> Textblock
▼
# verwischeffekt?



## mR.fLopPy (22. September 2002)

hi leute!

ich wollte euch fragen wie man diesen verwisch effekt oder speed effekt an einem bild dazu hängen kann?

wie auf www.psyclic.de

danke im voraus
peace floppy ;-)


----------



## ephiance (22. September 2002)

den teil des bildes der gestretched werden soll mit einer 1px breiten und gesamt hohen px des bildes auswahl markieren.kopieren, einfügen.strg+t drücken.zu der seite hin wegziehen zu ders gestretched sein soll.dick TRENDY auf die stirn schreiben mit edding und lachend durch die stadt laufen


----------



## mR.fLopPy (22. September 2002)

w...was??

okay.. nicht das ich nicht versucht hätte selbst zu improvisieren *g* das mitm stretchen ist gut.. ich habs zuerst als muster festlegen wollen.. ist aber voll verhaut gewesen ;-) 



> TRENDY auf die stirn schreiben mit edding und lachend durch die stadt laufen


 thx für die erklärung.. aber den trendy andy lass ma lieber weg *gg*


----------



## addïct (22. September 2002)

Also:

1. bild öffnen
2. Dieses 
	

	
	
		
		

		
			





 Auswahlwerkzeug nehmen (links oben in Werkzeugpalette)
▲
> Zeilen
▼
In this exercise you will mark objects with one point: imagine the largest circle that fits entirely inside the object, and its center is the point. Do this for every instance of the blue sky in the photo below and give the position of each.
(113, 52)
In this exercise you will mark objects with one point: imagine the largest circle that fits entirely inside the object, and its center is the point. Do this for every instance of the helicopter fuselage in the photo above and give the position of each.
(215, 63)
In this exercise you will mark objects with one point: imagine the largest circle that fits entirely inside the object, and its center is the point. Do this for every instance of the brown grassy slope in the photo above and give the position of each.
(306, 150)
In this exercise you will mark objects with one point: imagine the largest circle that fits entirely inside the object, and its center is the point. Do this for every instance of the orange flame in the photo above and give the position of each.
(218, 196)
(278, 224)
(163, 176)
▲
▼
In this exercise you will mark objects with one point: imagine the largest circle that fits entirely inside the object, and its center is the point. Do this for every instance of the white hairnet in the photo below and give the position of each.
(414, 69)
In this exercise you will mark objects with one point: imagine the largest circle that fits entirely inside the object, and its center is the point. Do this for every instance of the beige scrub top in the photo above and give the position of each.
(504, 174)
▲
▼
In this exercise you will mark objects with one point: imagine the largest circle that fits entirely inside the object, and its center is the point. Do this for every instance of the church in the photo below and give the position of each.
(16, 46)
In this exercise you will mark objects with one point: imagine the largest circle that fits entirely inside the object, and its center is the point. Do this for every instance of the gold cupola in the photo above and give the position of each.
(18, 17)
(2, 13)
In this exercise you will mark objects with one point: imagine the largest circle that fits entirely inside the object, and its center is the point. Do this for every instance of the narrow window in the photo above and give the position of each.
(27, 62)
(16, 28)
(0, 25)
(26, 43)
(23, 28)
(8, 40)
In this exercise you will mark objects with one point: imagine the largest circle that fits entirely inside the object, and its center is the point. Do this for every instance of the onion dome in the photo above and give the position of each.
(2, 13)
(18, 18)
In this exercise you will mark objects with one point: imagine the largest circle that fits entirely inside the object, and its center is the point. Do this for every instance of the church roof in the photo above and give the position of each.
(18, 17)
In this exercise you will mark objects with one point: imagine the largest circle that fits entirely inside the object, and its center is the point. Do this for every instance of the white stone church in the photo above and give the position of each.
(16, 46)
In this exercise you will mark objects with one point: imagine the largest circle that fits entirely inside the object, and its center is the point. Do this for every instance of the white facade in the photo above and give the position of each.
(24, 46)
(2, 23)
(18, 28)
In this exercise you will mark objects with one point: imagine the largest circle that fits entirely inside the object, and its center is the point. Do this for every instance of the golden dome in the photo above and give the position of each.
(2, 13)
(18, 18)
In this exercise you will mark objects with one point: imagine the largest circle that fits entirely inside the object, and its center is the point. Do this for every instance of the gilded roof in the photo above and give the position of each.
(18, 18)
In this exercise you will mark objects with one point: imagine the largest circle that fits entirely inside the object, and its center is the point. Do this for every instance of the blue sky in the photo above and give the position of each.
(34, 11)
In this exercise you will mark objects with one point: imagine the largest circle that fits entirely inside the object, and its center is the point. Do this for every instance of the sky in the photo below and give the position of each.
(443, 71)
▲
> Aufgabe 1
Übersetze den Satz „ich wollte euch fragen wie man diesen verwisch effekt oder speed effekt an einem bild dazu hängen kann?“ aus dem Forumsthread über den Verwischeffekt ins Englische.
> Aufgabe 2
Führe den Forumsthread über den Verwischeffekt dort weiter, wo er endet.

> Erwartete Antwort 1
I wanted to ask you how to add this blur effect or speed effect to an image?

> Erwartete Antwort 2
3. Bildteil selektieren
4. Strg+c drücken
5. Strg+v drücken
6. Strg+t drücken
7. Anfasser in der Mitte der Transformationsauswahl anpacken und in eine Richtung ziehen!
8. fertig


----------



## tannez (22. September 2002)

hallo,
Thx@Addict 
Das klappt ja Prima!! 



cu


----------



## mR.fLopPy (22. September 2002)

@tannez:



> hallo,
> Thx@Addict
> Das klappt ja Prima!!



hey das hätt ich sagen müssen *g*  

----------

danke addïct + Darkmastah (auch wenn sein post etwas bizarr war.. *g*)


----------



## Mythos007 (22. September 2002)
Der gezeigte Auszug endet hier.